■ **Task details**
Reproduce the listing below word for word, but leave out the pictures.

====== The records

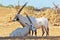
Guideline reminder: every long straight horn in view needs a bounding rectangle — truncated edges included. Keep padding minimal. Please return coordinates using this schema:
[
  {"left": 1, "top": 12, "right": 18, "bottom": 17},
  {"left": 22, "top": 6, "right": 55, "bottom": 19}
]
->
[
  {"left": 25, "top": 13, "right": 32, "bottom": 23},
  {"left": 18, "top": 2, "right": 27, "bottom": 14}
]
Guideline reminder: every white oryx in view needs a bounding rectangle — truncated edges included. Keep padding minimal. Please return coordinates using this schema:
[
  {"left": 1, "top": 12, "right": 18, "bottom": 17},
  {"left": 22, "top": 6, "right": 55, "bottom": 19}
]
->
[{"left": 10, "top": 3, "right": 49, "bottom": 36}]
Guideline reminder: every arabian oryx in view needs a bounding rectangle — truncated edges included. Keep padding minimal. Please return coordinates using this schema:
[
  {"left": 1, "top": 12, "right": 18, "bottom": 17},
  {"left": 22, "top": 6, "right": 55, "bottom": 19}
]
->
[{"left": 13, "top": 3, "right": 49, "bottom": 36}]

============

■ **Answer to the task**
Guideline reminder: every long straight horn in view needs a bounding rectangle — truncated edges included. Keep padding minimal. Please return coordinates using this schema:
[
  {"left": 1, "top": 12, "right": 18, "bottom": 17},
  {"left": 22, "top": 6, "right": 55, "bottom": 19}
]
->
[
  {"left": 25, "top": 13, "right": 32, "bottom": 23},
  {"left": 18, "top": 2, "right": 27, "bottom": 14}
]
Guideline reminder: every white oryx in view needs a bounding rectangle — truncated edges included. Keep padding minimal. Please return coordinates using this schema:
[
  {"left": 1, "top": 12, "right": 18, "bottom": 17},
  {"left": 22, "top": 6, "right": 55, "bottom": 19}
]
->
[{"left": 10, "top": 3, "right": 49, "bottom": 36}]
Guideline reminder: every arabian oryx in view needs a bounding rectangle — truncated edges included. Keep padding minimal. Please return coordinates using this schema:
[
  {"left": 1, "top": 12, "right": 18, "bottom": 17},
  {"left": 22, "top": 6, "right": 55, "bottom": 19}
]
->
[{"left": 13, "top": 3, "right": 49, "bottom": 36}]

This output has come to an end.